→ Stored items from a collection
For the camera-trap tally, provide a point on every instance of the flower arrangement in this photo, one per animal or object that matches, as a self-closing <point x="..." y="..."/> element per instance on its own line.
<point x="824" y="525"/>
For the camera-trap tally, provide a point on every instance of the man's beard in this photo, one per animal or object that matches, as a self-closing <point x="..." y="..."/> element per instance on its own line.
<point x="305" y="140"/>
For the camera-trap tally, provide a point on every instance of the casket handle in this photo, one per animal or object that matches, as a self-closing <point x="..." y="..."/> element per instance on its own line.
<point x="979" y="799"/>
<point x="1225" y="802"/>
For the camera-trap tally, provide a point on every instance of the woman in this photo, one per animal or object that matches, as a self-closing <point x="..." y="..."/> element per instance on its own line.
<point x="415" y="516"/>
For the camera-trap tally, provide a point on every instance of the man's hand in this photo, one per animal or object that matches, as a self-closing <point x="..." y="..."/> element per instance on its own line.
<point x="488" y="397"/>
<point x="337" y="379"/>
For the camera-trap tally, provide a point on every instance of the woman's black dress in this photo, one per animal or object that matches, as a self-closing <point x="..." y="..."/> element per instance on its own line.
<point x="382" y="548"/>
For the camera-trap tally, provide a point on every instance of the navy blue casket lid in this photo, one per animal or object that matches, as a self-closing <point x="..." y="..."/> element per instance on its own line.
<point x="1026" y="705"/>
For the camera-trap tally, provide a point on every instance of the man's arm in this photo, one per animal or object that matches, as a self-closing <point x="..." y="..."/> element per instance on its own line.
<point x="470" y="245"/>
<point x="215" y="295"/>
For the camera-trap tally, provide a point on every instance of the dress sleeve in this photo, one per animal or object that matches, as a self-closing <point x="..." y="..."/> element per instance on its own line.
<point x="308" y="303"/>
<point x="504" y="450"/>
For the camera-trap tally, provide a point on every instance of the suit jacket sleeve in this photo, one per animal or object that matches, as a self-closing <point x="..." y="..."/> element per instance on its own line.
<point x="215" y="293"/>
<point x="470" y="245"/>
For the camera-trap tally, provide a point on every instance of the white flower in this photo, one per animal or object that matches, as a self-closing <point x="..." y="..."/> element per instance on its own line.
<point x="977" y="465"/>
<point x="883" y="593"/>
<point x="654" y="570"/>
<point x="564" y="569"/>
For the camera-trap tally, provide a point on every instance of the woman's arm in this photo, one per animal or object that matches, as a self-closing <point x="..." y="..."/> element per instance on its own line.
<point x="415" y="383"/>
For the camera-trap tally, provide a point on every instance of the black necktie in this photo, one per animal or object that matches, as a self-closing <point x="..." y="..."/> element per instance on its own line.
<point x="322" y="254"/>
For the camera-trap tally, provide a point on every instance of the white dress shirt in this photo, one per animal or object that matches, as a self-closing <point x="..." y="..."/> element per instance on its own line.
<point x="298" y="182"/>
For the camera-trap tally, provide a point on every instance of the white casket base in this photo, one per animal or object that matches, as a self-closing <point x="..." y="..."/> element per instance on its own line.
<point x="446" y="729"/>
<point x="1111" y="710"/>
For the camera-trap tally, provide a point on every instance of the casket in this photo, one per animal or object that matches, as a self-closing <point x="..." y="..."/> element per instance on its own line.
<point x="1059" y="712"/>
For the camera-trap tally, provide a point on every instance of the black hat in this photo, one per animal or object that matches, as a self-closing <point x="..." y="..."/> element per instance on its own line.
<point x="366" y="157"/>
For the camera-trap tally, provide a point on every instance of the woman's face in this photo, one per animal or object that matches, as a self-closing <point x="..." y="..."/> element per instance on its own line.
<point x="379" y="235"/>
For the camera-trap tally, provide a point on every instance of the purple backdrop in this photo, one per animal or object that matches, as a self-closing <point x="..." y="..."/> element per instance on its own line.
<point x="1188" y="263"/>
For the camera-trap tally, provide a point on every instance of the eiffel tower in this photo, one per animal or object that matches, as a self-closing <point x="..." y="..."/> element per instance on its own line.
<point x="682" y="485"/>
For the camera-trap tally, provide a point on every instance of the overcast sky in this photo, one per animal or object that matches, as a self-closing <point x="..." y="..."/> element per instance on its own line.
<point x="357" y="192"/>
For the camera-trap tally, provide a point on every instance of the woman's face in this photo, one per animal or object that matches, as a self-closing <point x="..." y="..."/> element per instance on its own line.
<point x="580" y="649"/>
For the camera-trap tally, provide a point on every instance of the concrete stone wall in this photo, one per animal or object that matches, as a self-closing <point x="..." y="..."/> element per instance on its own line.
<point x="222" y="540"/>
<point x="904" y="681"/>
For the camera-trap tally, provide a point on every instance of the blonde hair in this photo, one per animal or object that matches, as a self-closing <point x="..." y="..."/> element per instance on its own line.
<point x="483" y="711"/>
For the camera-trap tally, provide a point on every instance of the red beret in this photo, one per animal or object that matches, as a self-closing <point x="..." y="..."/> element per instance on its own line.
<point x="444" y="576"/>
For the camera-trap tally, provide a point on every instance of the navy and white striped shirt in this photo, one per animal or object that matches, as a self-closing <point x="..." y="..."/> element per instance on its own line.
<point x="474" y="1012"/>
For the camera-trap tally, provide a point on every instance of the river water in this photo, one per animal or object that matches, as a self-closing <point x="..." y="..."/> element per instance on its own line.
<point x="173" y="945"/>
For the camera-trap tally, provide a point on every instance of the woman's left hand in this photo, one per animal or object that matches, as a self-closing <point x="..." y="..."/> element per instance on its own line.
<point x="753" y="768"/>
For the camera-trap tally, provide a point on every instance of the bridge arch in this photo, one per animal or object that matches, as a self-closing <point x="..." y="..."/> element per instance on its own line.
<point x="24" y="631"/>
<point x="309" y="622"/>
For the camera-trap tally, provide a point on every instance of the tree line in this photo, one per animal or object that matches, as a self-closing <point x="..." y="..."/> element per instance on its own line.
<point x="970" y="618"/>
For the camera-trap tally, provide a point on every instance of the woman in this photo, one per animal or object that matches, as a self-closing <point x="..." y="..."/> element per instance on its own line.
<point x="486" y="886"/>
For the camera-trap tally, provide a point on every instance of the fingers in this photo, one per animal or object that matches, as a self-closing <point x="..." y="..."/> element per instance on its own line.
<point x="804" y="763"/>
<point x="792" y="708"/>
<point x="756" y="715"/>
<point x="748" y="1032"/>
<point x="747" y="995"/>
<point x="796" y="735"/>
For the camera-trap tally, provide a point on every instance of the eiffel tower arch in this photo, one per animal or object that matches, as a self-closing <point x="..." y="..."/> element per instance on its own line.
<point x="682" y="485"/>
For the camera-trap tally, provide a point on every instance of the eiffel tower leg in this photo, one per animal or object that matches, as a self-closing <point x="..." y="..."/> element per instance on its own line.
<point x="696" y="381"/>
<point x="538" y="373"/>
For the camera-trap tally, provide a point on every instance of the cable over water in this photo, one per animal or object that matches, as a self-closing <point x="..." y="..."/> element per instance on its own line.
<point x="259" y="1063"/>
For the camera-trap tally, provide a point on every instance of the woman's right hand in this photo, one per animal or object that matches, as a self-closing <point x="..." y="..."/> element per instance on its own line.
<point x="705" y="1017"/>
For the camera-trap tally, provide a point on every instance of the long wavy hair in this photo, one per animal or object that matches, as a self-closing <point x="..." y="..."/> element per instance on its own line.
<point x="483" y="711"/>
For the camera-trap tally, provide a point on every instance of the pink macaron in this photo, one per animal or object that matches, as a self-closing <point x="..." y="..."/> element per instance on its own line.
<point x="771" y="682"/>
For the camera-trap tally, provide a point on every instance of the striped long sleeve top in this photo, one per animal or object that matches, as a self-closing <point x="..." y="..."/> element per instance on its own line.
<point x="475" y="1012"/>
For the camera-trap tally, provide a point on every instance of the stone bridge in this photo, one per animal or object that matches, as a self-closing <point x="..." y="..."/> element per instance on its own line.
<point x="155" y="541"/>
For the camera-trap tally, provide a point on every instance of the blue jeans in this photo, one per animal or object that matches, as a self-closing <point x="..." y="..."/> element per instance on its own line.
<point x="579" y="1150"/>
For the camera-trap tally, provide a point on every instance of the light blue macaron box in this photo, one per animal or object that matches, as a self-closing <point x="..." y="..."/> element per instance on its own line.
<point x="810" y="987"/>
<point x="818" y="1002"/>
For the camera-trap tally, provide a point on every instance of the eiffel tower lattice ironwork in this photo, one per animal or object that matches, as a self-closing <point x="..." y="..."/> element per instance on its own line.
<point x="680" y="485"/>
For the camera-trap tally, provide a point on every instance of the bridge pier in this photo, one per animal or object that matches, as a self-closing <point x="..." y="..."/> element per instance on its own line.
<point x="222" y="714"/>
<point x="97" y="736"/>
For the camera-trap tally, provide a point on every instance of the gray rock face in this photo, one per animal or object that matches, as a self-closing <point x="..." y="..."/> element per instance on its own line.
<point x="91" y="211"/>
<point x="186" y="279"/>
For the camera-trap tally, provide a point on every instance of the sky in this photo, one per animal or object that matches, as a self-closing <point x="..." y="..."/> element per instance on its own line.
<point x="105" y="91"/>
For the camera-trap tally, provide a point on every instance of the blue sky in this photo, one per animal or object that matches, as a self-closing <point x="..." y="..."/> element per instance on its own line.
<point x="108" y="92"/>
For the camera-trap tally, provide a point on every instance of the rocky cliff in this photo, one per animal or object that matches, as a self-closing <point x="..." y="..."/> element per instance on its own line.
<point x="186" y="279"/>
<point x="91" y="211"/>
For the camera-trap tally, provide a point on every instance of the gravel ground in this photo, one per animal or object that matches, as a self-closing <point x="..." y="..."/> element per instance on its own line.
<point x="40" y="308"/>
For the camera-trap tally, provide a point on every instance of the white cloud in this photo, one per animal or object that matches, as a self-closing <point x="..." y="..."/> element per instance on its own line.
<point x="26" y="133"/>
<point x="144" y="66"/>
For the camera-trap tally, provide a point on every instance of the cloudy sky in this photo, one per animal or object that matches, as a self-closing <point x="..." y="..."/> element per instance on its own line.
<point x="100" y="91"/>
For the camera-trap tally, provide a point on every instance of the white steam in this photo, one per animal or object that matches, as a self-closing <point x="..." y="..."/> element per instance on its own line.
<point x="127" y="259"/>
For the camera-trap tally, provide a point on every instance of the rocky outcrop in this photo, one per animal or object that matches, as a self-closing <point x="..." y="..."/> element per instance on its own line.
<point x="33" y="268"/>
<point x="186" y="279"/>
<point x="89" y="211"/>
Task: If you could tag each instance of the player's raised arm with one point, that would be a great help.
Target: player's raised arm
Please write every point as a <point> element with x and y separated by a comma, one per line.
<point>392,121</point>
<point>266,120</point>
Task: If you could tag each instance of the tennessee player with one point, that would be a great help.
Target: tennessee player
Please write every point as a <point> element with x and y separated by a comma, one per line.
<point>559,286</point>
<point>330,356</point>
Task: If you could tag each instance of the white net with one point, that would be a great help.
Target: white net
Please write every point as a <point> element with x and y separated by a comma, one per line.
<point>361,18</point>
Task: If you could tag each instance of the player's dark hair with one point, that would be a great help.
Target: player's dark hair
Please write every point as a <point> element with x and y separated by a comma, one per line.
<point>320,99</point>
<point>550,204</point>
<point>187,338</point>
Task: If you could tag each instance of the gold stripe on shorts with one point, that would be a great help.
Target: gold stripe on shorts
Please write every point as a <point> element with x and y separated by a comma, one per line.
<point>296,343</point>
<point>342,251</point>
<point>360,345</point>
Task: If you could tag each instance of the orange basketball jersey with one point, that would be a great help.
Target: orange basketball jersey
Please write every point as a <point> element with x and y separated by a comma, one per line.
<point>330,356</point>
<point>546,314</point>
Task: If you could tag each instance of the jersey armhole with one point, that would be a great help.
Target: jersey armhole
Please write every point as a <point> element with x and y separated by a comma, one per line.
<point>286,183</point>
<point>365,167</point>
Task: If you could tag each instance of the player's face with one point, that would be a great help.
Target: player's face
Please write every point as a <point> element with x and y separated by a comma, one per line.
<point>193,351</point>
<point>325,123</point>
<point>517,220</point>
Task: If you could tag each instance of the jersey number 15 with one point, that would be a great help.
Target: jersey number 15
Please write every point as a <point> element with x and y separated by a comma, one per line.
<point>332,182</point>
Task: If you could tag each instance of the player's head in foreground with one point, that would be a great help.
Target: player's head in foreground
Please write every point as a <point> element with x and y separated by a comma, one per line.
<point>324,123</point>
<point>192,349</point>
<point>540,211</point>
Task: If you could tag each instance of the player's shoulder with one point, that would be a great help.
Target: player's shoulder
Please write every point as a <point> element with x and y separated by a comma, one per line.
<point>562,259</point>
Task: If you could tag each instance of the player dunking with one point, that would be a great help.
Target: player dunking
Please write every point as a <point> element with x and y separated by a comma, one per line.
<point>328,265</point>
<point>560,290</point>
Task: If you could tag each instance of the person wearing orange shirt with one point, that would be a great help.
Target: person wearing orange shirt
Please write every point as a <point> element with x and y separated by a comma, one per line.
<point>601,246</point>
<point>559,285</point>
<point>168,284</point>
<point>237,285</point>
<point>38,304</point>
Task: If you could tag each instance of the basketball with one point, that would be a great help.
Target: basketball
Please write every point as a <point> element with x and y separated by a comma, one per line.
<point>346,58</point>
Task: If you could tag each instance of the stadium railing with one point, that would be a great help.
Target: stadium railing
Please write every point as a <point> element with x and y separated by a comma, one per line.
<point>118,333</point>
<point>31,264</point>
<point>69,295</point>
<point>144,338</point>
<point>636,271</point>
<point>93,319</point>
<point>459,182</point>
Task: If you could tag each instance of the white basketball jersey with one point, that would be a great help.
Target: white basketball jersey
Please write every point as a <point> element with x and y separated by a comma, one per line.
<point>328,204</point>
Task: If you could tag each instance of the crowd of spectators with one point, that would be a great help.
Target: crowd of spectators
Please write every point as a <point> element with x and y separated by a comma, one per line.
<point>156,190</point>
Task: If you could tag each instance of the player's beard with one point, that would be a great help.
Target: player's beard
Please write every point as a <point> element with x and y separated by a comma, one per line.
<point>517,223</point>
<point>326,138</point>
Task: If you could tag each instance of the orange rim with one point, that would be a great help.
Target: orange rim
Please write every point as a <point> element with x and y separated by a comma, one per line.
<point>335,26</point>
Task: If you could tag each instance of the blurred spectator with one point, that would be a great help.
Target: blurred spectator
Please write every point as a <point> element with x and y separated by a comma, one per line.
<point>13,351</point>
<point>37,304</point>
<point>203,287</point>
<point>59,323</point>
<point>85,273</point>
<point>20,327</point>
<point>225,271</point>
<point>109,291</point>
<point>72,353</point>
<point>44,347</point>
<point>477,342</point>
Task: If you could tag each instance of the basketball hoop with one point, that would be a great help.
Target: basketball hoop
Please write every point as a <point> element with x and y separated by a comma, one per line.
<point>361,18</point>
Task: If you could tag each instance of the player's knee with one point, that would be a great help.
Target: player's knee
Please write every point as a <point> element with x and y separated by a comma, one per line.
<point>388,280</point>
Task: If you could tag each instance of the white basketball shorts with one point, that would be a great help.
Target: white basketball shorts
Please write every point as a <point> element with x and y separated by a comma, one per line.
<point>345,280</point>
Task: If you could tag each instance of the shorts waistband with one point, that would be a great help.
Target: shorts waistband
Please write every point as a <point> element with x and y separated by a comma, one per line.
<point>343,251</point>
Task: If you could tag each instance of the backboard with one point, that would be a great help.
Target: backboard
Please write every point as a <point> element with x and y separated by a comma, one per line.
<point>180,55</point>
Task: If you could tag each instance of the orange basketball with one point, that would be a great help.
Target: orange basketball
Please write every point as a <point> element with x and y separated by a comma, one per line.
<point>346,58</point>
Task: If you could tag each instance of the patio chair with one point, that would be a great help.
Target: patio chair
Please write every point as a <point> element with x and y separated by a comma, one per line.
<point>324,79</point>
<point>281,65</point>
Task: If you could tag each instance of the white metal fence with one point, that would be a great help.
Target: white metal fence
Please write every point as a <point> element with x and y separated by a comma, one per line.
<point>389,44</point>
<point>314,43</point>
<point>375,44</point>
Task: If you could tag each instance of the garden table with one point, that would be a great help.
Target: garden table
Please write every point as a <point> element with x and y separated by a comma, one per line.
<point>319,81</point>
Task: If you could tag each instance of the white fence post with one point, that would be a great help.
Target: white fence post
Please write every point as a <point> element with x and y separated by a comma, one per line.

→ What you should do
Can you write out every line in the stretch from the line containing "the orange basketball jersey" through the line containing "<point>546,314</point>", adding 76 to each coordinate value in the points?

→ Result for this task
Task: If you could tag each instance of the orange basketball jersey with one point, that would be a great help.
Target: orange basketball jersey
Please write every point as a <point> element with x and y separated by a comma, one per line.
<point>406,432</point>
<point>622,390</point>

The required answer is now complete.